## Material to process
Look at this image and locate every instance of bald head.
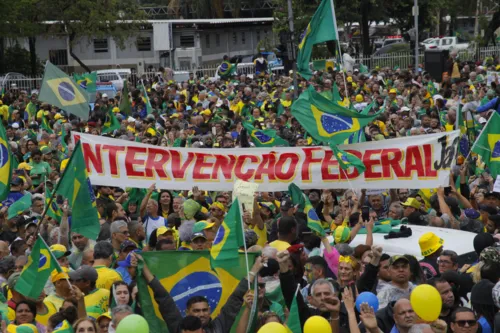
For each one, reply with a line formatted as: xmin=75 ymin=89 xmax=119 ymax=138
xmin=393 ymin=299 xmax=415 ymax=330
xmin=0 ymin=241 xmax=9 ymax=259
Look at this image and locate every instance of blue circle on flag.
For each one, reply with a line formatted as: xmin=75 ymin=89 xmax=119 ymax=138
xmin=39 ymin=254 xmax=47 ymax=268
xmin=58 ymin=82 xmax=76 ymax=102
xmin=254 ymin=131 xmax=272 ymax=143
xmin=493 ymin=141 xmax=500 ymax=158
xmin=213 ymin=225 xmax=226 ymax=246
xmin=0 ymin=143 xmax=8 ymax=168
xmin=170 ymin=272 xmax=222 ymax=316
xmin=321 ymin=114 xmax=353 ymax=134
...
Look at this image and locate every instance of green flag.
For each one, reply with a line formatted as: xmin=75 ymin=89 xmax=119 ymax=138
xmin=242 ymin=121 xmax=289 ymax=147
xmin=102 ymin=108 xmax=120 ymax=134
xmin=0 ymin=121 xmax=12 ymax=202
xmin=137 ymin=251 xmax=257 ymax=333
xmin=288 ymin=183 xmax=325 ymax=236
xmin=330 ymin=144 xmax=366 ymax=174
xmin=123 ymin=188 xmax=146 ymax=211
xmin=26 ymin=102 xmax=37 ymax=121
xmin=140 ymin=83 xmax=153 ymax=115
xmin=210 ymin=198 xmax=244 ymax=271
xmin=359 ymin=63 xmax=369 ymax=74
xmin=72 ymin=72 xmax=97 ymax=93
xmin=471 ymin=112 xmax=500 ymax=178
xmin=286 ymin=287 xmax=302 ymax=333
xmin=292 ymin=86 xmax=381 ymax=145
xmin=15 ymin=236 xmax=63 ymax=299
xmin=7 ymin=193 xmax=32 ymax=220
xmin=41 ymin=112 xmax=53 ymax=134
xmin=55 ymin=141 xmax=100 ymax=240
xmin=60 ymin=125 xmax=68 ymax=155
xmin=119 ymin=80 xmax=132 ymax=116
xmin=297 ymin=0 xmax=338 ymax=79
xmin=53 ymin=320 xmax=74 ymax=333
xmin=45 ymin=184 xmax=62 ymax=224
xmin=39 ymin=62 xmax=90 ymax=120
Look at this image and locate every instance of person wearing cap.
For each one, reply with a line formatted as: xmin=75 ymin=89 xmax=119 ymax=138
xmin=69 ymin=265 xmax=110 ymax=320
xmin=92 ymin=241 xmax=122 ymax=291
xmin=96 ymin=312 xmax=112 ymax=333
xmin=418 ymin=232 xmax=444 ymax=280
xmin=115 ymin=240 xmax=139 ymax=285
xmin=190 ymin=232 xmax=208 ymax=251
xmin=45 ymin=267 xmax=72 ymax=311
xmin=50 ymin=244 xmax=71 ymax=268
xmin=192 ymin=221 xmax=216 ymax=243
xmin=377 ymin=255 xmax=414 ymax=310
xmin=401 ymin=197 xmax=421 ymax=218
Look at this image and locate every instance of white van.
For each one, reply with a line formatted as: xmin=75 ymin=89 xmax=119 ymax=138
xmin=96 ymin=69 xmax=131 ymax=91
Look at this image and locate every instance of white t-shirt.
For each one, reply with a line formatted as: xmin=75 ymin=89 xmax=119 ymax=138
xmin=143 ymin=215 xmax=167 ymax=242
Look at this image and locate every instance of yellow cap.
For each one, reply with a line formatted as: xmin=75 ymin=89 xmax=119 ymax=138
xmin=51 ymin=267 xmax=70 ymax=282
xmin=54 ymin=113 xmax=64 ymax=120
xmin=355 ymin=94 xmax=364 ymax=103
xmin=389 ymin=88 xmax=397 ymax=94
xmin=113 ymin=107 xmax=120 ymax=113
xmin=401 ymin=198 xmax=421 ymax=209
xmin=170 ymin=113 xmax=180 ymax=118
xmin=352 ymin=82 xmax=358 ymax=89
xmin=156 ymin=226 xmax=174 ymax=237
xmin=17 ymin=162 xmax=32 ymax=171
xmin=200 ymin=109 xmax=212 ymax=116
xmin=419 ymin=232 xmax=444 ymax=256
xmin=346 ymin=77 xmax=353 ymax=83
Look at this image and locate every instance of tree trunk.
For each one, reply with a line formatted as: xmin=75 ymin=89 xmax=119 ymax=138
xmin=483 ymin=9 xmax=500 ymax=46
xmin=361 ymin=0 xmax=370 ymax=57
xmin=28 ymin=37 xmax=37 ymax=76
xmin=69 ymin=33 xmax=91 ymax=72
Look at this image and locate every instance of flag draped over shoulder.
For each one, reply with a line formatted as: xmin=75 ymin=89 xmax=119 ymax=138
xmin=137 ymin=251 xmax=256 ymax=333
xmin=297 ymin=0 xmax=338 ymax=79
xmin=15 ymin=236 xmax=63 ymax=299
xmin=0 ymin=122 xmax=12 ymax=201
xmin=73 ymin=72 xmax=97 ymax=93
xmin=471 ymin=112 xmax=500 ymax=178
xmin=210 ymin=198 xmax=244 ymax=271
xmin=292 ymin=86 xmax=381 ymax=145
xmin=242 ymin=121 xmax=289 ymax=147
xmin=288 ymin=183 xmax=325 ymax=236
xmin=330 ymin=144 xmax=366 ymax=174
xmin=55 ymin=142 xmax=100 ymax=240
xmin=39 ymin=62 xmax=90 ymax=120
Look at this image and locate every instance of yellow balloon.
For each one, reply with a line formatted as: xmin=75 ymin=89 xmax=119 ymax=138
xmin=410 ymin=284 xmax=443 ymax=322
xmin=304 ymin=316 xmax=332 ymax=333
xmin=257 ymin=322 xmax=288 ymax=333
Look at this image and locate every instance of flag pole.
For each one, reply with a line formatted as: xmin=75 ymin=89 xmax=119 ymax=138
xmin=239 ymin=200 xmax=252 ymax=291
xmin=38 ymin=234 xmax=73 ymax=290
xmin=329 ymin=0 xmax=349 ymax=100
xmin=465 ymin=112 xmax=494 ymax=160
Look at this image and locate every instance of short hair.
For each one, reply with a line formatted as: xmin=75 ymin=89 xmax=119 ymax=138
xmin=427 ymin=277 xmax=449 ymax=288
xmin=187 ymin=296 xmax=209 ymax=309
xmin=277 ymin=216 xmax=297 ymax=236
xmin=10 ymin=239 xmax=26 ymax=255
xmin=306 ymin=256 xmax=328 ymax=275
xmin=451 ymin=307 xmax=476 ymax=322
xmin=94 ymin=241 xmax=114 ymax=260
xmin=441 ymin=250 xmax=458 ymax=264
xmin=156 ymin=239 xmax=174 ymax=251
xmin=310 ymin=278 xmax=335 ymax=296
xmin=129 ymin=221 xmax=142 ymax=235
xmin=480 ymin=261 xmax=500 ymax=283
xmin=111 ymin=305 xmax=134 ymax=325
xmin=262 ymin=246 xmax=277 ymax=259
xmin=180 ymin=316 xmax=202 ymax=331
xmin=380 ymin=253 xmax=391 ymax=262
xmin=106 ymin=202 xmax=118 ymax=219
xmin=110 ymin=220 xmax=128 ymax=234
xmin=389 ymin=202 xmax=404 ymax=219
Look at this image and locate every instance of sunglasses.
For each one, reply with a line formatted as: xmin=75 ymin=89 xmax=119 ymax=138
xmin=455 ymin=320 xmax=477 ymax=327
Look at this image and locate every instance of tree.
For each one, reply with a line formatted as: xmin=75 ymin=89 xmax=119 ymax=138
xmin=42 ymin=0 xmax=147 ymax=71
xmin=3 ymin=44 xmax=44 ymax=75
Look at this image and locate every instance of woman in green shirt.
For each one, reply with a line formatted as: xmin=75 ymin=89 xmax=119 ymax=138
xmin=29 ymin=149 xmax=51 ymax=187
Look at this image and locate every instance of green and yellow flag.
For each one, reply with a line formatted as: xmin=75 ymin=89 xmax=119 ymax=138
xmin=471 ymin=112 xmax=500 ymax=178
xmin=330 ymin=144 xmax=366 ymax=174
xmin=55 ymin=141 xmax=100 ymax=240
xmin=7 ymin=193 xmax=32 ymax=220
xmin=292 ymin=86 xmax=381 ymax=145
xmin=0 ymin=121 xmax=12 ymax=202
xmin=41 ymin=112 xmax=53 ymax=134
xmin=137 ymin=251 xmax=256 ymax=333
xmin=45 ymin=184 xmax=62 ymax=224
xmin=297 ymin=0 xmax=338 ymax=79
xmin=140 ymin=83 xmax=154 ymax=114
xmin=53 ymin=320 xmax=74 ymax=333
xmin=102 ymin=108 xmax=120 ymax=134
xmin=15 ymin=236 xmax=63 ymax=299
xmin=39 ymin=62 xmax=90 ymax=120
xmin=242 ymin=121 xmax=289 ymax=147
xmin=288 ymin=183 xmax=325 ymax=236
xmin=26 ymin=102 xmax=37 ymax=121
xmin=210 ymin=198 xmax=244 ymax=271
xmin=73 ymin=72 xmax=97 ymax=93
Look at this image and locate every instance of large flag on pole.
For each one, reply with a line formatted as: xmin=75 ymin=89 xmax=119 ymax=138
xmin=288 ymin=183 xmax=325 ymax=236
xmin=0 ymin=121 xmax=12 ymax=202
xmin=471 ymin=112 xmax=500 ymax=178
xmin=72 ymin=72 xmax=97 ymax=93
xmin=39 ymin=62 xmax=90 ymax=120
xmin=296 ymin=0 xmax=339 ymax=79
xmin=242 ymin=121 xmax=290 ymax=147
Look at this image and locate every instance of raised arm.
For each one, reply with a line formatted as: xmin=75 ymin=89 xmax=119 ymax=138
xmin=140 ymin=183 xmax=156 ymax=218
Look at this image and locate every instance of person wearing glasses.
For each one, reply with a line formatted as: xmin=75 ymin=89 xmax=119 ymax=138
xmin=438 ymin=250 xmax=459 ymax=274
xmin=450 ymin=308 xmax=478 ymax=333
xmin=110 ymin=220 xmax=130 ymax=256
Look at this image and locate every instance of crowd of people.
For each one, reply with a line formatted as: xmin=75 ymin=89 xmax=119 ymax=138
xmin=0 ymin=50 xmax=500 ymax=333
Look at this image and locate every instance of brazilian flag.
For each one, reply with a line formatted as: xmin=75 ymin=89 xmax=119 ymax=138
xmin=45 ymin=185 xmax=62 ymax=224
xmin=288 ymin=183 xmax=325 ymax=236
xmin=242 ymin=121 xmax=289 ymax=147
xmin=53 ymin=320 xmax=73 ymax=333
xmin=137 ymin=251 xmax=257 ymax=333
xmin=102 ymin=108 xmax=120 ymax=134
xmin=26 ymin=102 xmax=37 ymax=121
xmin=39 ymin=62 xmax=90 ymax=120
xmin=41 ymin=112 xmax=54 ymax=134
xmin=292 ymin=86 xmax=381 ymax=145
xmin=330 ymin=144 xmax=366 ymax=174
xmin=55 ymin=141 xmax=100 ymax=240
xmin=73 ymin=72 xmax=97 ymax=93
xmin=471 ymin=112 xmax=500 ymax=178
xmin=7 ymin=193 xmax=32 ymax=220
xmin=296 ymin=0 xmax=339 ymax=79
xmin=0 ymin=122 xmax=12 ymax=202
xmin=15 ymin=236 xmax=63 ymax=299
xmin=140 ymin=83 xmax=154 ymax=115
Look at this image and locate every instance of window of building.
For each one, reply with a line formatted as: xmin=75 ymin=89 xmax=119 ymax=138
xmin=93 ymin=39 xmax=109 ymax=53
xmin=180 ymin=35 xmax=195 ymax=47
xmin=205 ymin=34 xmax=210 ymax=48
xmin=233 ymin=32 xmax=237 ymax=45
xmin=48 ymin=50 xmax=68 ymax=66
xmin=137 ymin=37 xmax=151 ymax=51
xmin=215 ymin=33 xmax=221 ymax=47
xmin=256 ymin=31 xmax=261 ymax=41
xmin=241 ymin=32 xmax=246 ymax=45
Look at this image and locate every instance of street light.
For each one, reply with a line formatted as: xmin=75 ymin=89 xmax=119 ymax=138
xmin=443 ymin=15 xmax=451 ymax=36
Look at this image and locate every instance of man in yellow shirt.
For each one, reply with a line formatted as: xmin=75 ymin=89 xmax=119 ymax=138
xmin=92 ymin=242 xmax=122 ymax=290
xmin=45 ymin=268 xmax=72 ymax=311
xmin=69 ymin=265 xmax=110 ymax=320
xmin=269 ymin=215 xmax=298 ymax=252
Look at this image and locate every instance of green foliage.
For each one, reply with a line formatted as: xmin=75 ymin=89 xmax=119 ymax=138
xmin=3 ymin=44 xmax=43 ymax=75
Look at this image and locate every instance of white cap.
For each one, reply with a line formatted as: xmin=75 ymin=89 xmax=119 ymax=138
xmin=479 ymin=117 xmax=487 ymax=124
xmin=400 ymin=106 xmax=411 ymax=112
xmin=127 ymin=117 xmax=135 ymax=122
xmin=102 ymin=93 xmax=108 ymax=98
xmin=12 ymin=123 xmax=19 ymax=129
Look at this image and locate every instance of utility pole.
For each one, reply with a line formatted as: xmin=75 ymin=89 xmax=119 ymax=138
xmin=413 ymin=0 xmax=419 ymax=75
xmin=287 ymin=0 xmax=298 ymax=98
...
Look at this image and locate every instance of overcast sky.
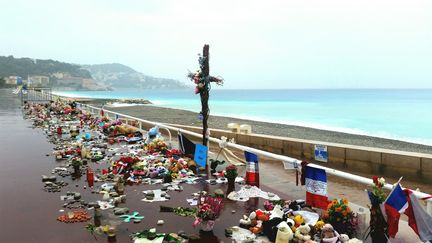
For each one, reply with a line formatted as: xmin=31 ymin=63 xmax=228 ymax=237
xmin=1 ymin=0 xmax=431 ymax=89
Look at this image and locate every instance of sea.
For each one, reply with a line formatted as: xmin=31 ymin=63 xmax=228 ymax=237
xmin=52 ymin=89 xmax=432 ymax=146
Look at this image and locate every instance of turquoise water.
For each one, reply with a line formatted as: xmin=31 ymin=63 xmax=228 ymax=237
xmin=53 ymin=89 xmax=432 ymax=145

## Exercise objective
In the listing above, find the line with "Look at this image and locate every instance of bald" and the line with "Look at this image and locate every instance of blue". Set down exactly those lines and everything between them, skipping pictures.

## Answer to the problem
Look at this image and locate every instance of bald head.
For each one, reply with a line formatted as: xmin=75 ymin=89 xmax=119 ymax=138
xmin=393 ymin=299 xmax=415 ymax=330
xmin=0 ymin=241 xmax=9 ymax=259
Look at this image and locate every instance of blue circle on flag.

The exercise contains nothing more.